STATED GOAL: Lay out the lines below as a JSON list of strings, one string per line with blank lines left out, covering only the stretch from the line containing "Please place a point on the white sofa" through the end of the rows.
* begin *
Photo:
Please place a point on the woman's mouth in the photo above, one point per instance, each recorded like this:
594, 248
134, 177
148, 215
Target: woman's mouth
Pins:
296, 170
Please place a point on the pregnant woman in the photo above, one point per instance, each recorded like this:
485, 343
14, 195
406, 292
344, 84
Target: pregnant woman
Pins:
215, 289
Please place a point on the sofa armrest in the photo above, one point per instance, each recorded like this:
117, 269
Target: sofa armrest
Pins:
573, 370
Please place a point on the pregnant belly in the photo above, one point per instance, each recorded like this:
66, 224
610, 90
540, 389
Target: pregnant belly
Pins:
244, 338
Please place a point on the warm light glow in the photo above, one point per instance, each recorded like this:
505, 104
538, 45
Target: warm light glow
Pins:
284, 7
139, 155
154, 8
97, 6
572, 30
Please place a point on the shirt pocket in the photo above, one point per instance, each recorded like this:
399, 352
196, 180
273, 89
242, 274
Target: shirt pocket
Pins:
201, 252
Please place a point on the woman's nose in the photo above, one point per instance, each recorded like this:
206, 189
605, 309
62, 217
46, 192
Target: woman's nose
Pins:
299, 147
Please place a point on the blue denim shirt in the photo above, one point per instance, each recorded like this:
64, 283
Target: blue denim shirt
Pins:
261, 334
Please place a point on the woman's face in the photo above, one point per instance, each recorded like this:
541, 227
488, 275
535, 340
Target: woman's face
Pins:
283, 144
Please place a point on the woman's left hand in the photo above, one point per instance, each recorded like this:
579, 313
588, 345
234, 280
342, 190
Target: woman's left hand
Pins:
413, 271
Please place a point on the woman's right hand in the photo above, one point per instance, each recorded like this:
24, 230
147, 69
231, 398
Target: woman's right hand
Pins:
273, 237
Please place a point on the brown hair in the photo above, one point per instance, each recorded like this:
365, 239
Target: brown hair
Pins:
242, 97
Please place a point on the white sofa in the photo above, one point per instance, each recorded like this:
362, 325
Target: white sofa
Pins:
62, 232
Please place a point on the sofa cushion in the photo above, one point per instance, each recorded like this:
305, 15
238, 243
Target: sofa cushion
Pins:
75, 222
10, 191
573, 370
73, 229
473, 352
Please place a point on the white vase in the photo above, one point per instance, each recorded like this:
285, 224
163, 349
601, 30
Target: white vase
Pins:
* end *
TASK ANSWER:
[
  "Please place a point on the white sofa in the photo above, one point per instance, each recorded like this:",
  "362, 325",
  "Target: white sofa",
  "Pins:",
  "62, 232",
  "Please place a point on the sofa cushion in the photo above, one point per instance, each recorded like this:",
  "305, 15",
  "238, 243",
  "Target: sofa cushion",
  "Pins:",
  "75, 222",
  "10, 191",
  "573, 370",
  "73, 229",
  "473, 352",
  "Please place a point on the white vase in the photo above, one point per instance, each recorded like this:",
  "285, 224",
  "163, 349",
  "601, 30",
  "Target: white vase",
  "Pins:"
]